THE POLICY:  Lots of numbers. Simple realities.

H. 4738 is actually relatively straightforward. It raises the renewable portfolio standard (RPS) - the amount of clean energy utility companies have to buy from renewable energy sources - and seeks to reduce costs during peak energy hours by establishing a “Clean Peak standard”. For the uninitiated, the RPS is, in essence, a predictable, consistent demand signal to the energy market. It’s the bat signal to renewable energy companies to invest in Massachusetts. For more context, RPS policies are responsible for 60% of new renewable capacity across the country and Massachusetts accounts for 50% of New England’s energy market. In other words, we shape the region and the RPS is the key tool in our belt when it comes to shaping the region’s energy supply for the better.

## WRITTEN INSTRUCTION A:
Please summarize the policy passage in two sentences.
The policy passage and the rows are separate material.

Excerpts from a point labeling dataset
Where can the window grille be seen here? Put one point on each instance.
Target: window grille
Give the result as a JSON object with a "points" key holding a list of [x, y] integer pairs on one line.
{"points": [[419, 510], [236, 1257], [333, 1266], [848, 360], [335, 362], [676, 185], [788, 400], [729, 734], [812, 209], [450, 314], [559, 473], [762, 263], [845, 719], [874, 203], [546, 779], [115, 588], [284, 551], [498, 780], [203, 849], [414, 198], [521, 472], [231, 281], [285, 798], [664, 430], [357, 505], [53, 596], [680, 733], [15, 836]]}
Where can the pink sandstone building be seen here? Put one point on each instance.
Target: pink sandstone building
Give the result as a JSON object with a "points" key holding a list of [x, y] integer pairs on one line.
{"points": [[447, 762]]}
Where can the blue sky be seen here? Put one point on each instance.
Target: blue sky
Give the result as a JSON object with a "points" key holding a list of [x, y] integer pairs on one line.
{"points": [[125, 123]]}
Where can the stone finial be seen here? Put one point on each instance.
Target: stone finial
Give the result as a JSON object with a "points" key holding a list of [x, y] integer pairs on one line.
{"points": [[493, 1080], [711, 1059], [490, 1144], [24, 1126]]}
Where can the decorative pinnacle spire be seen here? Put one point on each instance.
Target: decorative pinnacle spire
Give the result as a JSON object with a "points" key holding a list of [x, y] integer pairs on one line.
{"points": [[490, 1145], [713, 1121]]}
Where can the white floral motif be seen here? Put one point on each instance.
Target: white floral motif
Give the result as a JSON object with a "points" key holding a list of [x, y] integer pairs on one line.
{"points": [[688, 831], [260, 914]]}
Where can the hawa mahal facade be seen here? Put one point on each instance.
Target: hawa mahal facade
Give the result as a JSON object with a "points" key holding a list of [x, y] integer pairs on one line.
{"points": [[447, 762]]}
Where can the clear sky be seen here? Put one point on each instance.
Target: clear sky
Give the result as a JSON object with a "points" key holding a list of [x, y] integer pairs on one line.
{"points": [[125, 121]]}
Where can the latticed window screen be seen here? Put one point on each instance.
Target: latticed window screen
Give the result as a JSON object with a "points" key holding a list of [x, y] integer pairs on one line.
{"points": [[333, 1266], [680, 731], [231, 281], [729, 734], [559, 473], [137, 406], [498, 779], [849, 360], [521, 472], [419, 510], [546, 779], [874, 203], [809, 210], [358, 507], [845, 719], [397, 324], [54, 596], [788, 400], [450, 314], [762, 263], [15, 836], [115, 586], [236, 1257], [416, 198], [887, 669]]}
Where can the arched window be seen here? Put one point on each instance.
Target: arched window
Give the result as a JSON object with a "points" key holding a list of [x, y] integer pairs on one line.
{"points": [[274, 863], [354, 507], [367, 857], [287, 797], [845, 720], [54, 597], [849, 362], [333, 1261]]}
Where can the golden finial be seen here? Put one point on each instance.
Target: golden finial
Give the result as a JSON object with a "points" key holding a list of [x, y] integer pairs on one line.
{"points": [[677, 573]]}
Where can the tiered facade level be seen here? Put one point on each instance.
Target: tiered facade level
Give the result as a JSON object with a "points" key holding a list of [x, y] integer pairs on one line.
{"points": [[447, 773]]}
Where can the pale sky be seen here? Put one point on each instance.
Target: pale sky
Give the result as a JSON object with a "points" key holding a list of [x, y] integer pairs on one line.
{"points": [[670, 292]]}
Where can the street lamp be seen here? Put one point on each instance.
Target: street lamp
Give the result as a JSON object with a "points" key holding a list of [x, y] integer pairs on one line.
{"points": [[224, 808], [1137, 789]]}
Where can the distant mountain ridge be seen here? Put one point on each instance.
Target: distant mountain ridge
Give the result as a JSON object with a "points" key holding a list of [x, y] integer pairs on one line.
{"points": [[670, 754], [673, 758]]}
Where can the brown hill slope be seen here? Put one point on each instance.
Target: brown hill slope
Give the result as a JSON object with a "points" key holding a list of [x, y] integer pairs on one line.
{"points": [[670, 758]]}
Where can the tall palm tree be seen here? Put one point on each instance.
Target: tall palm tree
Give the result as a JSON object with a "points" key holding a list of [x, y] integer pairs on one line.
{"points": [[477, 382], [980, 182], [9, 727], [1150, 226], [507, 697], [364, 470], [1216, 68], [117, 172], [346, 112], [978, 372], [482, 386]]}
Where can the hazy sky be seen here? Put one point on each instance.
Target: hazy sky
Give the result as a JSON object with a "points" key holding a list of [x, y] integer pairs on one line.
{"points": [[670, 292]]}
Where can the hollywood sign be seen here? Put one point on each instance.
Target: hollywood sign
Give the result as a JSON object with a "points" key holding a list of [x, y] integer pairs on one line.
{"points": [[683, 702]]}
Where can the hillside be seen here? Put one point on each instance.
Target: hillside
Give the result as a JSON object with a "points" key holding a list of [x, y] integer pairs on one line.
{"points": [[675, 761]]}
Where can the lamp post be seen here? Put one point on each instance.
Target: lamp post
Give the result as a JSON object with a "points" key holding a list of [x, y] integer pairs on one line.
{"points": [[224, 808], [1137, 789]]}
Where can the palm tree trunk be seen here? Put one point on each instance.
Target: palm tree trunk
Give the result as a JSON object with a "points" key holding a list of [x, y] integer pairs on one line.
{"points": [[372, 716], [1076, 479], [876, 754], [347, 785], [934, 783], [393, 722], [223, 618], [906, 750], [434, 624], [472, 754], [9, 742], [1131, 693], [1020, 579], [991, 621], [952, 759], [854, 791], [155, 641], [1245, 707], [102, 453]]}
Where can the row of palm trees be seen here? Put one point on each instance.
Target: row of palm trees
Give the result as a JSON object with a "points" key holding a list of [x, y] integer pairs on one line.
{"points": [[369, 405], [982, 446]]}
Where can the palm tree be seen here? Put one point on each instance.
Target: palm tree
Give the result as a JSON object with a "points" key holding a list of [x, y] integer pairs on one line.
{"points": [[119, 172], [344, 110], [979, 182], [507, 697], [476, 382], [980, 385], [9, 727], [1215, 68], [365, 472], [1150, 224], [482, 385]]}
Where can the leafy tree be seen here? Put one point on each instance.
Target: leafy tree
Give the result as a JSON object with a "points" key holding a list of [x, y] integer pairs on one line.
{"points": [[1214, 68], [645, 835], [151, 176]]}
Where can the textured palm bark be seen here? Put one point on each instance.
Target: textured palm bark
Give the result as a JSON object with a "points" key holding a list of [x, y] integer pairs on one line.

## WRITTEN INSTRUCTION B:
Filter the rows, keeping every line that contains the word "hazy". Case counts.

## WRITTEN SOLUTION A:
H. 4738 raises the renewable portfolio standard, the amount of clean energy utility companies must buy from renewable sources, and seeks to reduce costs during peak energy hours by establishing a "Clean Peak standard." The RPS works as a predictable, consistent demand signal that draws renewable energy investment to Massachusetts, and because RPS policies account for 60% of new renewable capacity nationwide and Massachusetts makes up 50% of New England's energy market, it is the key tool for shaping the region's energy supply.

## WRITTEN SOLUTION B:
Where can the hazy sky be seen here? Put one point on each instance.
Target: hazy sky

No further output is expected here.